◆ **DIRECTIVE**:
Repeat the rows word for word, from the line with "Spot the man's hand" through the end of the rows, including both ends. Leave the pictures out of your answer.

───

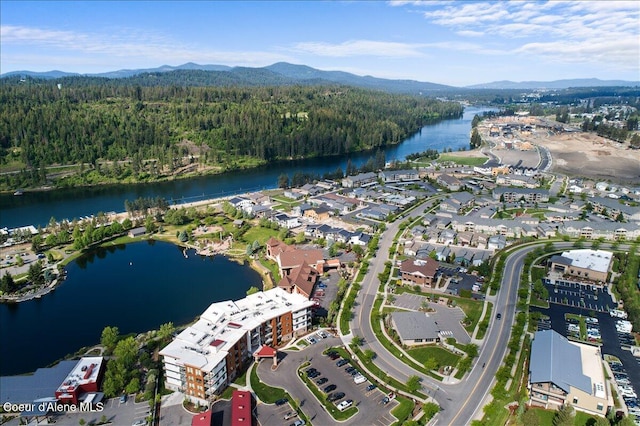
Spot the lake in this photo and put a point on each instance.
(36, 208)
(136, 287)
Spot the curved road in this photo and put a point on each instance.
(459, 402)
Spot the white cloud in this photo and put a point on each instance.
(571, 32)
(469, 33)
(360, 48)
(122, 48)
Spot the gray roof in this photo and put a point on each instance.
(41, 384)
(414, 325)
(554, 359)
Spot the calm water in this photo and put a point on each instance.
(136, 287)
(37, 208)
(140, 286)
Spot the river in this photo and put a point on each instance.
(136, 287)
(36, 208)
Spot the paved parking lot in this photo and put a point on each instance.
(447, 318)
(592, 298)
(370, 410)
(611, 343)
(114, 411)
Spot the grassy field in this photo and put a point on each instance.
(465, 161)
(259, 234)
(443, 356)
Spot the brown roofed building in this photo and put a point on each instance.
(287, 260)
(301, 280)
(421, 272)
(275, 247)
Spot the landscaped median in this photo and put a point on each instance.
(269, 394)
(322, 398)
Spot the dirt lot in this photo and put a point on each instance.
(574, 153)
(589, 155)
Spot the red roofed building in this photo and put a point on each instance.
(242, 408)
(421, 272)
(85, 377)
(275, 247)
(202, 419)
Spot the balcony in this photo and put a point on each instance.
(549, 389)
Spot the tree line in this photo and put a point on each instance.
(118, 130)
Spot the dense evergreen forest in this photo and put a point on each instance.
(116, 132)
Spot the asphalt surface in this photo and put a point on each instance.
(459, 401)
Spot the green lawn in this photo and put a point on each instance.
(443, 356)
(265, 392)
(465, 161)
(403, 410)
(260, 234)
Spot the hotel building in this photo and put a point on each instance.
(203, 359)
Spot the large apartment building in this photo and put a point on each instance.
(209, 354)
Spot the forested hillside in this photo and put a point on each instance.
(125, 132)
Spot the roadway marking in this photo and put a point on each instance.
(495, 348)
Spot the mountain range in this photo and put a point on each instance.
(286, 73)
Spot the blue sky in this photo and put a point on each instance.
(448, 42)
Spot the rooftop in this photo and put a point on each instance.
(595, 260)
(557, 360)
(85, 371)
(206, 343)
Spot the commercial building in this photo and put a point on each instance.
(208, 355)
(415, 328)
(419, 271)
(564, 372)
(589, 264)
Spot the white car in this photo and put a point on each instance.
(345, 404)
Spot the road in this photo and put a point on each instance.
(459, 402)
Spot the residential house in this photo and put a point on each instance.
(420, 272)
(318, 213)
(301, 280)
(512, 195)
(388, 176)
(359, 180)
(450, 182)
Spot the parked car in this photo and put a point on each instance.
(345, 404)
(329, 388)
(335, 396)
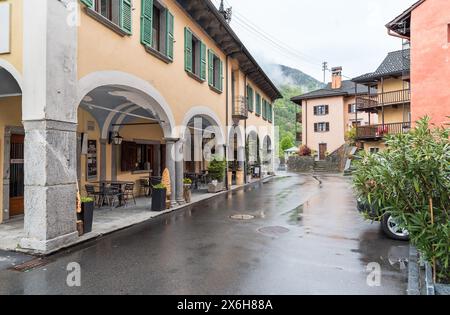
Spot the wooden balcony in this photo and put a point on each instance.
(378, 132)
(240, 108)
(375, 101)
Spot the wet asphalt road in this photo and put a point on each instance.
(306, 238)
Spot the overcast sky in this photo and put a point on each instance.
(347, 33)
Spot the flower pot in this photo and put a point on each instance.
(159, 200)
(240, 178)
(215, 187)
(230, 178)
(87, 216)
(187, 193)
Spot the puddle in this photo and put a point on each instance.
(296, 215)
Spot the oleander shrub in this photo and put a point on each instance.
(411, 180)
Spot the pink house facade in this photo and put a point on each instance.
(426, 25)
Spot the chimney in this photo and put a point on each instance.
(336, 78)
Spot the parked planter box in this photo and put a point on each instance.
(187, 193)
(215, 187)
(159, 200)
(240, 178)
(87, 216)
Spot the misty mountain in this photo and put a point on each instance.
(291, 82)
(284, 76)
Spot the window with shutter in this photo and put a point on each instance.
(202, 61)
(170, 34)
(188, 49)
(258, 105)
(126, 19)
(88, 3)
(215, 73)
(147, 22)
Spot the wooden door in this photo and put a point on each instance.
(16, 179)
(322, 151)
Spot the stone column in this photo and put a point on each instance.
(50, 185)
(49, 114)
(170, 164)
(179, 177)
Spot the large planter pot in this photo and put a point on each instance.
(230, 178)
(87, 216)
(240, 178)
(187, 193)
(215, 187)
(159, 200)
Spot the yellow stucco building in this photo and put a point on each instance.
(117, 90)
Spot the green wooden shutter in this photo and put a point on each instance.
(170, 32)
(220, 87)
(125, 15)
(88, 3)
(210, 68)
(146, 22)
(258, 104)
(202, 61)
(188, 49)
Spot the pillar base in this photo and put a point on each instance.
(46, 246)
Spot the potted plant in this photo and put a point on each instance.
(216, 172)
(159, 197)
(87, 213)
(187, 189)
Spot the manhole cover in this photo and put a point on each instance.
(242, 217)
(273, 230)
(30, 265)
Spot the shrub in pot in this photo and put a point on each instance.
(187, 189)
(159, 197)
(410, 180)
(216, 172)
(87, 213)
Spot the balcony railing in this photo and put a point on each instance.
(373, 101)
(380, 131)
(240, 108)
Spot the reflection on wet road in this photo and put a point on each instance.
(299, 238)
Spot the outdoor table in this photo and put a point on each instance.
(120, 184)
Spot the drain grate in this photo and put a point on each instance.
(30, 265)
(242, 217)
(273, 230)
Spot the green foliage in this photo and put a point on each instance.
(304, 151)
(87, 199)
(287, 142)
(159, 187)
(350, 136)
(216, 170)
(411, 180)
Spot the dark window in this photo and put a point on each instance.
(137, 157)
(321, 110)
(351, 108)
(156, 28)
(109, 9)
(195, 56)
(322, 127)
(448, 33)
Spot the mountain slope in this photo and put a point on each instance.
(291, 82)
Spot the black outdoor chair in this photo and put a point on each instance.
(128, 193)
(145, 187)
(92, 192)
(112, 195)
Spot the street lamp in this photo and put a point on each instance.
(115, 138)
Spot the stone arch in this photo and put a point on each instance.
(207, 114)
(136, 91)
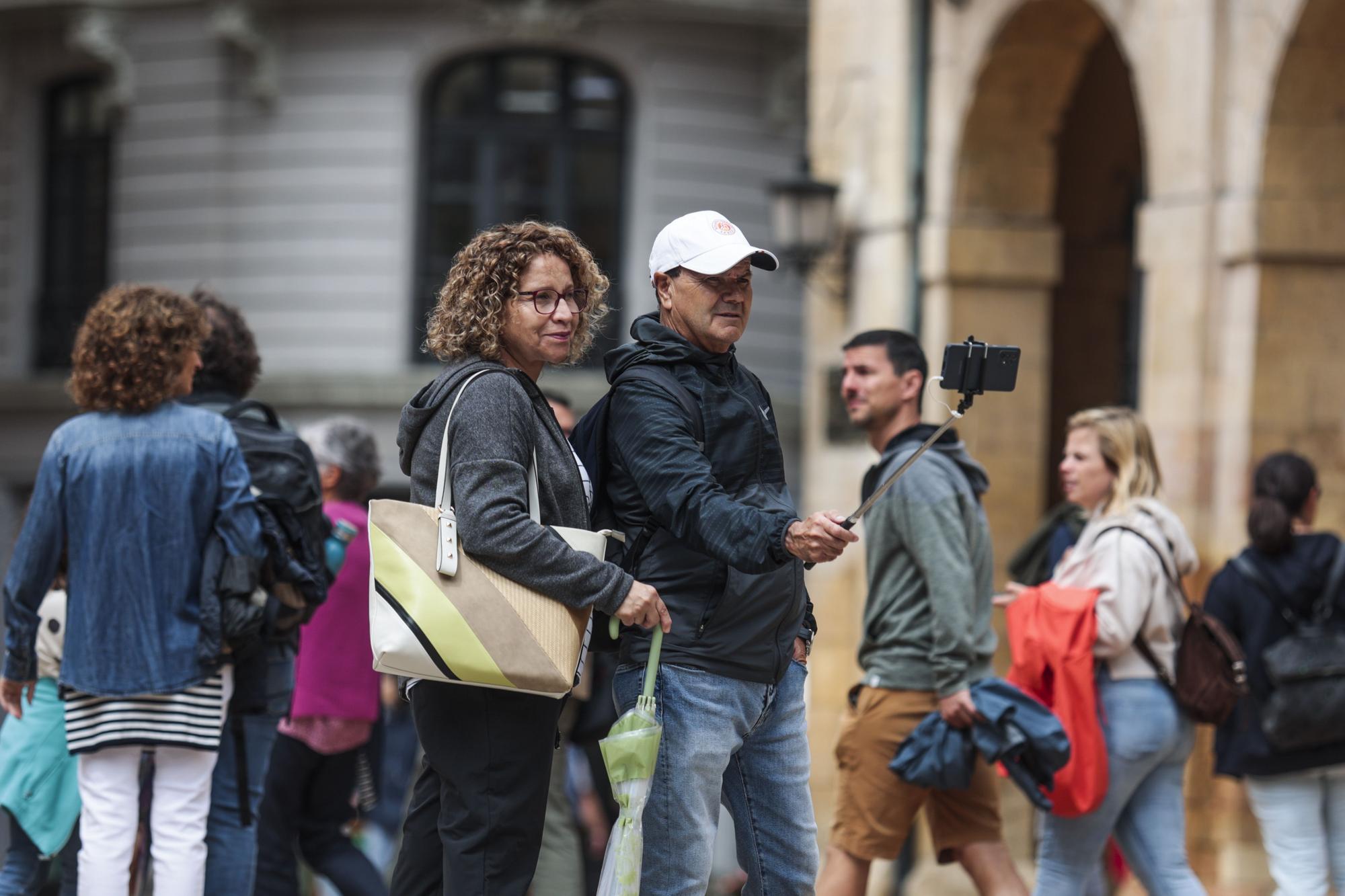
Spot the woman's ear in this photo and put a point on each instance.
(664, 291)
(330, 477)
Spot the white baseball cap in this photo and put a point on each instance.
(705, 243)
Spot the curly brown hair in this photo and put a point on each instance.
(474, 300)
(131, 348)
(229, 360)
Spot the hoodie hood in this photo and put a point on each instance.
(424, 404)
(1161, 526)
(950, 446)
(657, 345)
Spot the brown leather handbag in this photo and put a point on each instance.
(1211, 666)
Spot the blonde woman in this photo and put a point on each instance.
(1130, 551)
(518, 298)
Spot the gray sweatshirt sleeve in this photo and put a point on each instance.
(492, 440)
(937, 537)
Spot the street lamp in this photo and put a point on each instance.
(802, 214)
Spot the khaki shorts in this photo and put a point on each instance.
(876, 809)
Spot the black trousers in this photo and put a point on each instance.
(306, 806)
(477, 813)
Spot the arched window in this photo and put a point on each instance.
(77, 136)
(518, 135)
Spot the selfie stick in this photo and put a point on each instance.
(891, 481)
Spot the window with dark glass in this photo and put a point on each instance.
(75, 229)
(517, 136)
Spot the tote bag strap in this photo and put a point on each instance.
(445, 491)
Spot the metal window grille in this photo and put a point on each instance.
(514, 136)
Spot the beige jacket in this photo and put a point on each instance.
(1136, 594)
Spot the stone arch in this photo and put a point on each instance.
(1300, 239)
(1036, 244)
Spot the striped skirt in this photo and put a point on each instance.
(192, 719)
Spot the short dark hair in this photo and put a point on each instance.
(229, 360)
(903, 349)
(558, 399)
(1281, 486)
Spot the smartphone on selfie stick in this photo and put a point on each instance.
(970, 369)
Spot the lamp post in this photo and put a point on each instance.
(802, 216)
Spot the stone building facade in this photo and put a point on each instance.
(319, 163)
(1149, 198)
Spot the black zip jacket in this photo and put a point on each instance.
(1241, 747)
(718, 552)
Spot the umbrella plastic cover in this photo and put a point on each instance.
(630, 754)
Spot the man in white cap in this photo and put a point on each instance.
(696, 479)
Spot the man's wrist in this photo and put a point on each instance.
(806, 637)
(786, 537)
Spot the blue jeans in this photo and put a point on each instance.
(232, 849)
(739, 743)
(25, 870)
(1148, 743)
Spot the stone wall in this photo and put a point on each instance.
(1233, 271)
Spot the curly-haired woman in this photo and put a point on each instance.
(132, 490)
(518, 298)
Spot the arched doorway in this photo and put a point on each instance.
(1297, 399)
(1042, 241)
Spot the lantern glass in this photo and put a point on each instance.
(802, 213)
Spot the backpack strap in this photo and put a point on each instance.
(662, 376)
(445, 493)
(1175, 580)
(1247, 567)
(1327, 603)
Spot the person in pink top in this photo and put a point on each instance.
(321, 755)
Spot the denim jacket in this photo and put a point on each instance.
(134, 499)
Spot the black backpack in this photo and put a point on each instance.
(590, 442)
(1307, 667)
(290, 501)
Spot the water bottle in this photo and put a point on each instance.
(344, 533)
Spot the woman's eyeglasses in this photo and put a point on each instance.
(547, 300)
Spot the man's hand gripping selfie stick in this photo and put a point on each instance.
(966, 370)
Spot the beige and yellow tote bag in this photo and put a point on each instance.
(438, 614)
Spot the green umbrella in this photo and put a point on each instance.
(630, 752)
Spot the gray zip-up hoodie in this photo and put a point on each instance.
(500, 423)
(927, 620)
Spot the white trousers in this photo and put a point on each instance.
(110, 786)
(1303, 821)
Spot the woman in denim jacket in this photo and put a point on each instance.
(131, 490)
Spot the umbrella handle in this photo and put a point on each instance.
(652, 666)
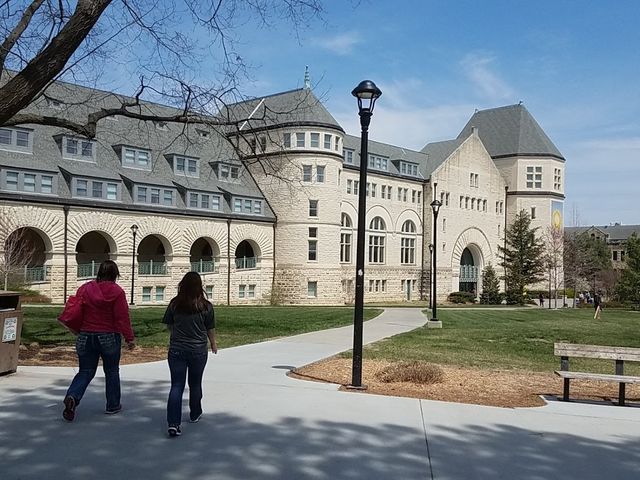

───

◆ **SOLUTION FOR THIS EXERCISE**:
Spot the man's hand gripping selfie stick in this photo and put a point on each instance.
(966, 370)
Spot the beige and yellow tote bag in this photo and put a point on each instance.
(438, 614)
Spot the green umbrella in this photo and put a point on each instance.
(630, 752)
Spot the gray zip-up hoodie in this photo and put a point on each instance.
(500, 423)
(927, 620)
Spot the white trousers in this photo and put a point on each instance.
(110, 786)
(1303, 821)
Spot the woman in denim jacket in this photo and put a point on each instance.
(131, 490)
Spot the umbrella handle in this photo and put a point on each instance.
(652, 666)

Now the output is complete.